---------- SOURCE EXTRACT ----------
Landlord given suspended prison sentence over gas failings
Written by Phoenix Health & Safety
5th December 2016
A Durham landlord has been given a suspended prison sentence following his failure to maintain or check the gas fittings in one of his properties.
A gas fire with back boiler at a tenanted property in Wilton Street, Middlesbrough, was found to be immediately dangerous when examined by the Health and Safety Executive (HSE). HSE prosecuted Christopher Hobaiter after it was found that the appliance was leaking deadly carbon monoxide into the ground floor sitting room. Windows were sealed shut and wall ventilation grills had been blocked over for some time, exposing the tenant to the risk of carbon monoxide poisoning.
Christopher Hobaiter of Lyndon Avenue, Hartburn, Stockton on Tees pleaded guilty to breaching Regulation 36(2) of the Gas Safety Installation and Use Regulations 1998 and was sentenced to a 26 week prison sentence suspended for 24 months with £1904.02 costs by Teesside Magistrates Court.
After the hearing, HM Inspector of Health and Safety, Richard Bulmer commented: “Low level carbon monoxide poisoning can be severe and debilitating and almost always fatal at higher levels. “Falling asleep in the vicinity of a carbon monoxide producing gas fire is highly likely to lead to death.”
---------- RECORDS PROVIDED ----------
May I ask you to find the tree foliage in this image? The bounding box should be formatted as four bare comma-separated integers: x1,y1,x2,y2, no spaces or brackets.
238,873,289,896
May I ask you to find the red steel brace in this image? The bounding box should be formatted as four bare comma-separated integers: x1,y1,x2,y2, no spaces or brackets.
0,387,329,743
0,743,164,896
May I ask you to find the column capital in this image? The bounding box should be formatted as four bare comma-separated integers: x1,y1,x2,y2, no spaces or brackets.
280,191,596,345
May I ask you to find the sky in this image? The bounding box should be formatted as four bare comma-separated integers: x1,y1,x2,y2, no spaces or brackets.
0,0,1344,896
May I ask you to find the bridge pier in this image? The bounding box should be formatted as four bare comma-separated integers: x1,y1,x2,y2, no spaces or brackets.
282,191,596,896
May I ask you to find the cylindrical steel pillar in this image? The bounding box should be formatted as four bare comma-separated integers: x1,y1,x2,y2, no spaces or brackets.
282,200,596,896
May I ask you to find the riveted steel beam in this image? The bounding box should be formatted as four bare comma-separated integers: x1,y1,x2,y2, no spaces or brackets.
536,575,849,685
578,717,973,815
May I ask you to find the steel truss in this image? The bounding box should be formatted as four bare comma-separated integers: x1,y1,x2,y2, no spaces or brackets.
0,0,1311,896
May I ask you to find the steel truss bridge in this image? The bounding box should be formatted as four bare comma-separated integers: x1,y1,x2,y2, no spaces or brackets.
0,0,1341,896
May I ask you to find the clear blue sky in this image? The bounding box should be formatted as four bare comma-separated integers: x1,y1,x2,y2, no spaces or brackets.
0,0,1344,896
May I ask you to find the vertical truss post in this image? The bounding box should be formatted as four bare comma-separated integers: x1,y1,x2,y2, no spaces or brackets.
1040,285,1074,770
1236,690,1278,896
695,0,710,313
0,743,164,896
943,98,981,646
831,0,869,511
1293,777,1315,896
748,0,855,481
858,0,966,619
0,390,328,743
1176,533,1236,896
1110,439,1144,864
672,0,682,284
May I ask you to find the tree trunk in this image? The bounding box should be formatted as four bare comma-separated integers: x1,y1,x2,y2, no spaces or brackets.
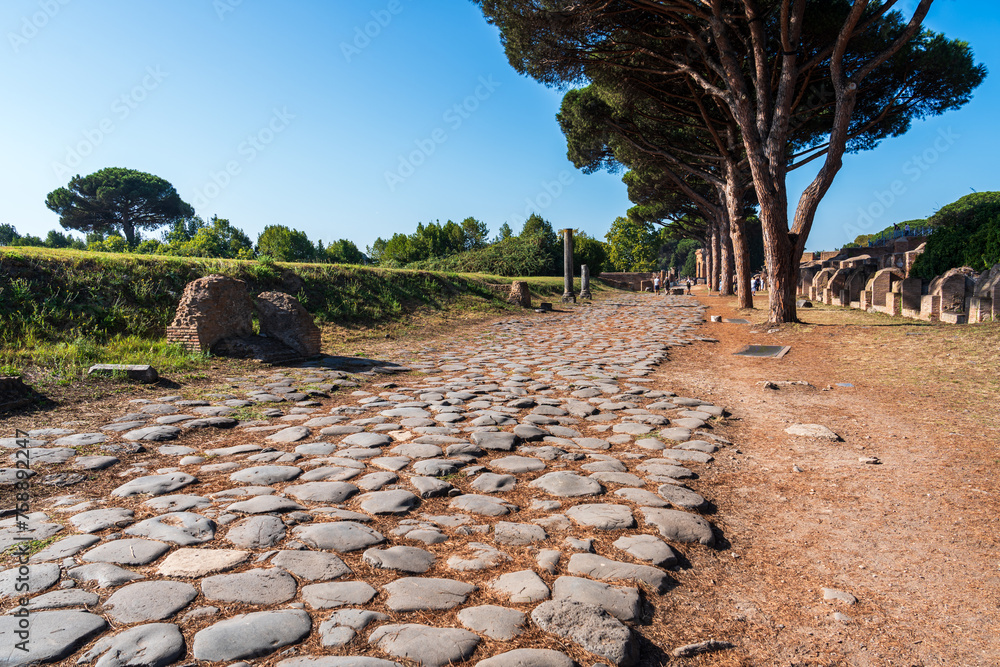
719,213,733,296
725,180,753,308
708,225,720,291
122,221,135,248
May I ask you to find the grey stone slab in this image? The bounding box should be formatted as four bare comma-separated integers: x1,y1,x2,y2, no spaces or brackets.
52,433,108,447
475,648,576,667
531,599,638,667
368,623,480,667
389,442,444,459
298,464,364,488
354,470,399,491
122,424,181,442
382,577,478,612
361,546,434,574
271,551,351,581
293,521,385,553
458,605,528,641
31,535,101,563
201,567,298,604
0,611,108,667
125,512,215,547
472,431,517,452
447,542,510,572
104,581,198,623
530,470,604,498
489,570,549,603
302,581,376,609
111,472,198,498
657,484,709,512
79,623,184,667
493,521,549,547
590,472,646,488
566,503,635,530
265,426,312,442
73,456,118,470
470,472,517,493
413,459,461,477
342,433,392,449
226,515,285,549
66,563,146,588
566,553,672,594
69,507,135,533
83,539,170,565
488,456,545,475
613,535,677,567
410,475,455,498
277,656,403,667
192,609,312,661
449,493,517,516
357,489,420,514
26,588,101,611
229,466,302,486
641,507,715,546
0,563,59,599
552,577,642,623
226,496,305,514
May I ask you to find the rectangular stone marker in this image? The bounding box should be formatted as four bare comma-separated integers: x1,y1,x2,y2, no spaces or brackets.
87,364,160,384
733,345,792,359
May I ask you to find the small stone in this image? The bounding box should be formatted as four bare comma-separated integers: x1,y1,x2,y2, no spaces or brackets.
531,600,638,666
104,581,198,623
78,623,184,667
192,609,312,661
490,570,549,603
458,605,528,640
368,623,480,667
302,581,376,609
383,577,477,611
361,546,434,574
226,514,285,549
156,549,250,579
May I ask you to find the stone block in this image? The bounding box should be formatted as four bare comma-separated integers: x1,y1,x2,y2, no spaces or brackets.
257,292,322,357
167,275,253,351
507,280,531,308
87,364,160,384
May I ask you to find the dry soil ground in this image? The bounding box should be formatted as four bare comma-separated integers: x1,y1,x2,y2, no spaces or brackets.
0,292,1000,667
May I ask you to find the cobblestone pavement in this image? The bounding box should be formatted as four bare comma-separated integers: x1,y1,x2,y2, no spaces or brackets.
0,294,728,667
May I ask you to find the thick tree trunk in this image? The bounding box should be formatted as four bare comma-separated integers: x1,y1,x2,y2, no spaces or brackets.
719,213,733,296
725,176,753,308
708,225,721,291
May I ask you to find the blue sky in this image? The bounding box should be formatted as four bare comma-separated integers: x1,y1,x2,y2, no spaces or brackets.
0,0,1000,250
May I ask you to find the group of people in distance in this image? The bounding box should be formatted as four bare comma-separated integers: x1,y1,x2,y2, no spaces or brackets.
653,275,693,295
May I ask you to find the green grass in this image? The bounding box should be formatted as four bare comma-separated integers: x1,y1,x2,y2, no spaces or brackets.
0,247,584,383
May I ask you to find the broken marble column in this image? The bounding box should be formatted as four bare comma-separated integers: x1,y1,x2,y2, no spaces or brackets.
580,264,594,301
562,229,576,303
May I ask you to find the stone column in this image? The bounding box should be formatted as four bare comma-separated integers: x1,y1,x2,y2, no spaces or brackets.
580,264,594,301
562,229,576,303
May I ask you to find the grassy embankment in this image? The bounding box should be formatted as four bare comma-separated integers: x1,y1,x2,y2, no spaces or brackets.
0,248,584,385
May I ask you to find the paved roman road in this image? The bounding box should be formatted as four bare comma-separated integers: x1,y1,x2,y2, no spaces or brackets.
0,294,728,667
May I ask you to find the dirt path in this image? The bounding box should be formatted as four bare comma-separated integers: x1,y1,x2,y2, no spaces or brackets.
662,296,1000,666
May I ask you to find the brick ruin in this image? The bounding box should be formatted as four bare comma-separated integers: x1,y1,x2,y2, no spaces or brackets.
167,275,321,363
798,245,1000,324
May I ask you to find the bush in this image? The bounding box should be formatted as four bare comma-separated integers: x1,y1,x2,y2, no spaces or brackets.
912,192,1000,280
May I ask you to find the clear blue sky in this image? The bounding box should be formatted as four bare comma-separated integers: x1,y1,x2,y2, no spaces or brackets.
0,0,1000,250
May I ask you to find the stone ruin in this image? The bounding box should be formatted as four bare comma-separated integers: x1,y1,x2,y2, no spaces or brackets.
167,275,321,363
798,250,1000,324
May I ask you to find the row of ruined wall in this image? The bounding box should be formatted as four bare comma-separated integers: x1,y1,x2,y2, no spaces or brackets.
798,245,1000,324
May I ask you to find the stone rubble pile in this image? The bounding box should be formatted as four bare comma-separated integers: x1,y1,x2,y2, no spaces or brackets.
0,294,728,667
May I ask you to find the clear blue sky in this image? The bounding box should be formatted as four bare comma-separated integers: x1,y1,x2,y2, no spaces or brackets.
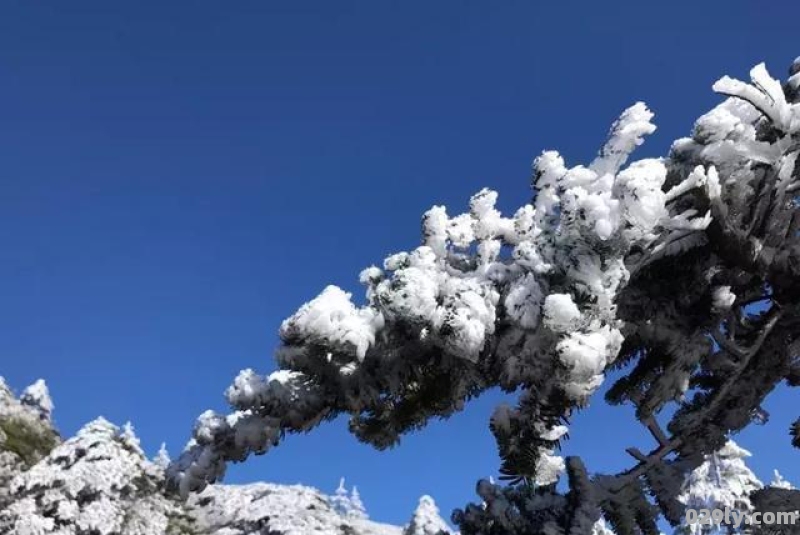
0,0,800,523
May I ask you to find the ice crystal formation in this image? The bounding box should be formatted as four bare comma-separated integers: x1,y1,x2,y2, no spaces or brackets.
170,57,800,535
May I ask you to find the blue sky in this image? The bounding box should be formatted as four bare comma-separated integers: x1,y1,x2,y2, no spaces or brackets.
0,0,800,523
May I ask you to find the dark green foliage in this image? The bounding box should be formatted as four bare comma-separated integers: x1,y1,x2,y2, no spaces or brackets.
0,418,58,466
----------
* [WORK INSTRUCTIONS]:
- A) In the landlord gas safety article, echo the passage starting at "A gas fire with" and ending at "Teesside Magistrates Court.".
- B) Carry on the landlord gas safety article from the point where it stops.

* [EXERCISE RESPONSES]:
- A)
A gas fire with back boiler at a tenanted property in Wilton Street, Middlesbrough, was found to be immediately dangerous when examined by the Health and Safety Executive (HSE). HSE prosecuted Christopher Hobaiter after it was found that the appliance was leaking deadly carbon monoxide into the ground floor sitting room. Windows were sealed shut and wall ventilation grills had been blocked over for some time, exposing the tenant to the risk of carbon monoxide poisoning.
Christopher Hobaiter of Lyndon Avenue, Hartburn, Stockton on Tees pleaded guilty to breaching Regulation 36(2) of the Gas Safety Installation and Use Regulations 1998 and was sentenced to a 26 week prison sentence suspended for 24 months with £1904.02 costs by Teesside Magistrates Court.

- B)
“Every year in the UK, more than 200 people go to hospital with suspected carbon monoxide poisoning, which leads to around 50 deaths due to inadequately installed or unserviced gas appliances. After carbon monoxide is breathed in, it enters the bloodstream and mixes with haemoglobin (the part of red blood cells that carry oxygen around your body), to form carboxyhaemoglobin. When this happens, the blood is no longer able to carry oxygen, and this lack of oxygen causes the body’s cells and tissue to fail and die. Because carbon monoxide has no smell or taste, occupants can be unaware they are breathing in this dangerous gas. Landlord have a specific duty to ensure gas appliances, fittings and flues are maintained and serviced at least annually. This is such a simple activity that could save 50 lives a year. It is recommended that carbon monoxide monitors should be fitted to warn the occupant of any potential gas leaks”.